[Dataset records on object locations]
━━━━━━

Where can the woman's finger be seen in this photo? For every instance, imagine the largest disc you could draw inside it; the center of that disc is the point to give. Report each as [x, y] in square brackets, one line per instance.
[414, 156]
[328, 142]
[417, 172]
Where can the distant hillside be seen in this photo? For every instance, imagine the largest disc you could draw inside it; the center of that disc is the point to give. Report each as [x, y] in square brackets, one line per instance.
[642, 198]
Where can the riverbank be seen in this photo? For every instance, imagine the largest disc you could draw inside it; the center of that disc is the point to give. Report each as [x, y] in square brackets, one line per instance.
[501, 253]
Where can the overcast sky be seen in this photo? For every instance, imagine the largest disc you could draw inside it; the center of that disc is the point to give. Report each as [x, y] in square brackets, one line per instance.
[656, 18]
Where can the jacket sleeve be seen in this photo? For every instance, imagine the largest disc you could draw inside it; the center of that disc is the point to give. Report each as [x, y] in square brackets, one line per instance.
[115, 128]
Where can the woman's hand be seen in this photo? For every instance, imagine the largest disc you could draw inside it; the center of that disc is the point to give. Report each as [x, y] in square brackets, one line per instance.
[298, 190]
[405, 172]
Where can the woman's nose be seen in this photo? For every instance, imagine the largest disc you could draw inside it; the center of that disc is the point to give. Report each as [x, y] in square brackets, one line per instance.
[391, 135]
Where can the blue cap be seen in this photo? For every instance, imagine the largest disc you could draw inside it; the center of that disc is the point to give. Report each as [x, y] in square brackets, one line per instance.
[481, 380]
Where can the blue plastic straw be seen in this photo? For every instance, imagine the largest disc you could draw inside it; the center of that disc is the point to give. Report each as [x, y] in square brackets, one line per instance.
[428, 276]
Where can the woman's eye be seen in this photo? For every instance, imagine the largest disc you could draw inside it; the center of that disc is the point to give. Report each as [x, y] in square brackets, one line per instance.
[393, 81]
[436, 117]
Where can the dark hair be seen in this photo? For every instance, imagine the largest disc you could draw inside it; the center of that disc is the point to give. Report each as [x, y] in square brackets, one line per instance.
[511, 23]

━━━━━━

Aim of the task » Could you recast every one of the records above as a numbered list, dropping any blank lines?

Result of this exercise »
1. Where can the woman's finger be seen in this photo? For every instance, imagine the largest disc you could draw inside it; the center of that disc is the point to give. Report each as [x, y] in square brackets, one line per instance.
2. [414, 156]
3. [328, 142]
4. [417, 172]
5. Where can the distant hillside be seen in this photo? For every instance, imagine the largest disc you could draw inside it; the center of that disc is the point to give. Report each as [x, y] in square brackets, one line per instance.
6. [642, 198]
7. Where can the riverbank be seen in this photo? For every instance, imagine the largest disc you could draw inside it; the center of that disc is the point to give. Report each as [x, y] in square brackets, one line per instance.
8. [501, 253]
9. Where can the overcast sky be seen in this photo? For every instance, imagine the largest disc you could draw inside it; the center of that disc is the point to give. Report each as [x, y] in square brackets, one line per instance.
10. [656, 18]
11. Where can the jacket sleeve be seen in this photo? For every instance, imagine the largest disc you could draw inside it; the center of that disc is the point to give. Report each as [x, y] in square brackets, one line per instance.
12. [115, 128]
13. Where can the woman's hand be seen in this photo? For every instance, imagine the largest disc you could draw inside it; the center of that disc is the point to give. Report each as [x, y] in square brackets, one line per instance.
14. [298, 190]
15. [405, 172]
16. Where can the woman's nose be seen in this photo? For every instance, imagine the largest disc you could draw inside it; the center of that disc is the point to give. Report each as [x, y] in square brackets, one line per instance.
17. [391, 135]
18. Where can the blue cap be seen in this photo? For every instance, imagine the largest disc you could draw inside it; the center of that disc is the point to give. Report each as [x, y] in square brackets, one line per instance.
19. [481, 380]
20. Where can the blue plastic straw be seen in this photo? For every instance, imagine the largest disc you could draw inside it; the center of that disc is the point to give. Report each as [x, y] in square brackets, one line per instance.
21. [428, 276]
22. Where can the woman's eye be seen in this photo? For every instance, imagine the largest disc you could draw inside it; the center of that disc is the point to give. Report each as [x, y] in square brackets, one line per instance.
23. [393, 81]
24. [436, 117]
25. Where can the dark hair be seen in this photo? For every instance, imagine the largest disc you could draw inside it; the center of that disc is the point to give. Report each as [x, y] in square brackets, one line per instance.
26. [511, 23]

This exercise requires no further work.